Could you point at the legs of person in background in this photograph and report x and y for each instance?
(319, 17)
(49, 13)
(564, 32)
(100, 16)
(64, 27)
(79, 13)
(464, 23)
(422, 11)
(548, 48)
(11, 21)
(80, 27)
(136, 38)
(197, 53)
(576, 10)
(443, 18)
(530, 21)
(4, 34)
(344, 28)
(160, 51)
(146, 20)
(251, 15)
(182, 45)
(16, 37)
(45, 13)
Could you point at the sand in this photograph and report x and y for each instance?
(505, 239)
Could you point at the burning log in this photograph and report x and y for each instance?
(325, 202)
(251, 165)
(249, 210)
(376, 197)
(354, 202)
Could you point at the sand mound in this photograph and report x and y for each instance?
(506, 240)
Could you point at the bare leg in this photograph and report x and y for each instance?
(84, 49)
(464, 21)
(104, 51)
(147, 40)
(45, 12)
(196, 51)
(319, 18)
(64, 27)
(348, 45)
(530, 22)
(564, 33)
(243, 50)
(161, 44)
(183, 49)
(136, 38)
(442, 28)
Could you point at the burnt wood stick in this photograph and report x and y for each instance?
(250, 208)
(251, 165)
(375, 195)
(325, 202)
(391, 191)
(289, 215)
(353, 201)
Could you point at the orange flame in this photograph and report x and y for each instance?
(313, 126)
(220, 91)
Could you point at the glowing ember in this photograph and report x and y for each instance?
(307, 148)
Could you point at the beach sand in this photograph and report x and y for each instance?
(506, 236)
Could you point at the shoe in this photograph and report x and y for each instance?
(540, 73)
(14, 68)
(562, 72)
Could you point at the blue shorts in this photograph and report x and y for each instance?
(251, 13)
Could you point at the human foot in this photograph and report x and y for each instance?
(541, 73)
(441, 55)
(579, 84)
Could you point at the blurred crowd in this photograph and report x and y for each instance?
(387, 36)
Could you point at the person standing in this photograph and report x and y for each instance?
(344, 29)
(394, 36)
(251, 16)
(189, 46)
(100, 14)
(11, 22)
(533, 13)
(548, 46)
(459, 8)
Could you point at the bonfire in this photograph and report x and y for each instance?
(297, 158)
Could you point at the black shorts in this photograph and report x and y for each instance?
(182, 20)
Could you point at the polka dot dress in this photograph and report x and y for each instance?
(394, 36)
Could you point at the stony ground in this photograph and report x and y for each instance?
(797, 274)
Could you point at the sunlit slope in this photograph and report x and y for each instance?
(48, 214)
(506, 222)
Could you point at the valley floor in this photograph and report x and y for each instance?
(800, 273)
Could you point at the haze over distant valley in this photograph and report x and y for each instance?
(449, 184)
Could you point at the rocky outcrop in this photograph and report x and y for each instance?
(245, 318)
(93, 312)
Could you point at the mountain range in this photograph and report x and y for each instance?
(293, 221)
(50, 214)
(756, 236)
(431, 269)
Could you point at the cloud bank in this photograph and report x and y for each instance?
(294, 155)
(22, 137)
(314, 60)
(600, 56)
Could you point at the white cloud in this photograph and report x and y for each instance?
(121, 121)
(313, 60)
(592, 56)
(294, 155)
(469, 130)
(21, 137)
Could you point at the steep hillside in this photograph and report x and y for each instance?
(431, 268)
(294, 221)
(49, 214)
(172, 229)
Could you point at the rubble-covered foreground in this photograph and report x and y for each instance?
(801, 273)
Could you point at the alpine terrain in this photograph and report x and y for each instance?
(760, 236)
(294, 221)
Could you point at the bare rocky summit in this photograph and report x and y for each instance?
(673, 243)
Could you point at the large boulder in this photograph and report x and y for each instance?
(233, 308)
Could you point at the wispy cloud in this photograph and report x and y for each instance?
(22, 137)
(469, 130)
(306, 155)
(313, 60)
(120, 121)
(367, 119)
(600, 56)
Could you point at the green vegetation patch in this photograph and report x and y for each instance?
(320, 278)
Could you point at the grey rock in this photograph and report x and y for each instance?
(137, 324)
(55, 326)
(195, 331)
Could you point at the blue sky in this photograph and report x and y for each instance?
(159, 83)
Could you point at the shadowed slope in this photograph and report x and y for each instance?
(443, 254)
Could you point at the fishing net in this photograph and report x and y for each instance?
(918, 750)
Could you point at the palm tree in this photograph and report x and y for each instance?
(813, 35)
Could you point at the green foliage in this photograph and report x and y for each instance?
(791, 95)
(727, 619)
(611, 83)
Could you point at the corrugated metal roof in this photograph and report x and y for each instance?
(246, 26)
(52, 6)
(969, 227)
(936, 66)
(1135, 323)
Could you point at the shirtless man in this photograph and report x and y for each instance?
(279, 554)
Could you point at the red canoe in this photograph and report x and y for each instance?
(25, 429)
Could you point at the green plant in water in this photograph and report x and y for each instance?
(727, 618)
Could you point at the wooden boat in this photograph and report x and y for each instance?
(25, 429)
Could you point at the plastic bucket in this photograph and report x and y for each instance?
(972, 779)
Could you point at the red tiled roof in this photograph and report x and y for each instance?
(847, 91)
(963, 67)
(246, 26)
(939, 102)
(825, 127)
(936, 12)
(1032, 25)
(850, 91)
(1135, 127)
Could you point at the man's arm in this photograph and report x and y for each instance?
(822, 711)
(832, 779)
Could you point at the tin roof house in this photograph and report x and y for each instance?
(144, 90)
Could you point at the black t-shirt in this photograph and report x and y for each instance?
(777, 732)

> **AIM OF THE TASK**
Reproduce the material above without altering a single character.

> **REPLY**
Could you point at the legs of person in background in this photograph and report x and y for each instance?
(319, 17)
(49, 13)
(564, 32)
(100, 16)
(64, 27)
(79, 13)
(464, 23)
(422, 11)
(548, 48)
(11, 21)
(80, 27)
(136, 38)
(197, 53)
(576, 10)
(443, 18)
(530, 21)
(4, 34)
(344, 28)
(160, 51)
(146, 20)
(251, 15)
(182, 45)
(16, 37)
(45, 13)
Could you point at the sand in this photograph and report x and y for each instance?
(505, 239)
Could you point at the burning log in this photograph and report x and y for each instance?
(325, 202)
(251, 165)
(249, 210)
(376, 197)
(354, 202)
Could you point at the sand mound in this photograph and report x and y for each instance?
(506, 240)
Could you point at the bare leg in this photograph and report x and y for each instance?
(84, 49)
(464, 21)
(104, 51)
(147, 40)
(45, 12)
(196, 51)
(319, 18)
(64, 27)
(348, 45)
(530, 22)
(564, 33)
(243, 50)
(161, 44)
(183, 49)
(136, 38)
(442, 28)
Could you point at the burnt wood stick in this photograph and report x and y for each instance?
(250, 208)
(251, 165)
(375, 195)
(325, 202)
(391, 191)
(289, 215)
(353, 201)
Could you point at the orange flame in this photograph and report x and y for each instance?
(313, 126)
(220, 91)
Could you point at the glowing ember in this photograph and report x and y for each instance?
(307, 148)
Could you point at the beach sand in this photograph and report x and y for each instance?
(506, 236)
Could you point at the shoe in this photograph and report x and y for each instance?
(540, 73)
(14, 68)
(562, 72)
Could you point at the blue shorts in this photograph and report x and y for each instance?
(251, 13)
Could you point at the human foot in this photograph and report x and y for each instance?
(541, 73)
(441, 55)
(579, 84)
Could you point at the blurred crowd in this photograph and report x and y for each instance?
(387, 36)
Could you point at the person standing in this photograph and report x and y for each instance?
(344, 29)
(394, 36)
(251, 16)
(189, 46)
(100, 14)
(11, 22)
(533, 13)
(548, 46)
(459, 8)
Could you point at the bonfire in this photograph and report x and y for each instance?
(297, 158)
Could you point at the black shorts in this photograph and report x and y for each instance?
(182, 20)
Could you point at the polka dot dress in this photograph and report x and y for each instance?
(394, 36)
Could you point at the stony ground in this photograph and report x and y for each instance?
(797, 274)
Could you point at the sunlit slope in this photograph and report x and y for each instance?
(48, 214)
(506, 222)
Could you point at the valley floor in this photograph and report x and y for each instance?
(800, 273)
Could you point at the haze over distant valley in this photograph and report x and y for each instance?
(449, 184)
Could you point at the rocky outcrop in this photograph and report x and y for each instance?
(245, 318)
(93, 312)
Could you point at the mountain range in this photograph and report x and y for each instance?
(293, 221)
(50, 214)
(756, 236)
(431, 269)
Could you point at the cloud bank in this photograph and report x and y for each instance?
(294, 155)
(22, 137)
(314, 60)
(600, 56)
Could you point at the white cloud in this photograph and report x and y for each instance?
(121, 121)
(313, 60)
(592, 56)
(294, 155)
(469, 130)
(21, 137)
Could you point at the steep hillside in this photograph and report x and y for each instance?
(431, 268)
(294, 221)
(49, 214)
(172, 229)
Could you point at the rubble-covered foreground in this photograph and report x and y for each instance?
(801, 273)
Could you point at the alpine terrain in this photograph and report x and y for each instance?
(760, 236)
(294, 221)
Could you point at the bare rocky summit in this photograph and report x and y for each instance?
(673, 243)
Could you point at the large boulder in this photograph and report x and y for each instance?
(233, 308)
Could you point at the wispy cloud in this photograph and report x and y for each instance?
(22, 137)
(469, 130)
(306, 155)
(313, 60)
(120, 121)
(367, 119)
(600, 56)
Could you point at the green vegetation patch in this photograph and report x and y for each instance?
(320, 278)
Could you point at the grey rock in this photograph and report x and y for each instance?
(137, 324)
(55, 326)
(195, 331)
Could you point at the blue sky in this photograph and report x and y for each instance?
(159, 83)
Could you point at the shadowed slope in this photograph and report x and y for each instance?
(443, 254)
Could you point at the fishing net in this photograph and report x and y for each instance?
(918, 750)
Could you point at the palm tree in this photograph and report x and y for each instance?
(813, 35)
Could you point at the green foliage in this photograph and report x and y for each instance?
(791, 95)
(727, 619)
(611, 83)
Could you point at the corrugated metal roof in this photograph and report x and y for each instance?
(246, 26)
(52, 6)
(969, 227)
(936, 66)
(1135, 323)
Could you point at the shirtless man in this photograph and report x and y for each instance?
(279, 554)
Could you point at the red canoe in this photograph and report x and y for each instance?
(25, 429)
Could you point at the green plant in water in this photograph and report x and y for each instance?
(727, 618)
Could you point at the wooden boat in this photograph and report x and y for each instance?
(25, 429)
Could you point at the plastic bucket in this photograph and report x and y for each instance?
(972, 779)
Could you point at the red tiled roof in this photograph and report x and y for each instance?
(847, 91)
(963, 67)
(246, 26)
(939, 102)
(825, 127)
(936, 12)
(1032, 25)
(850, 91)
(1135, 127)
Could you point at the man's arm in this photograph and report x and y for each instance?
(822, 711)
(832, 779)
Could you point at the tin roof house in this photograph and report x and y for each instance?
(144, 90)
Could you point at the black t-shirt in this photograph and report x and y for each instance?
(777, 732)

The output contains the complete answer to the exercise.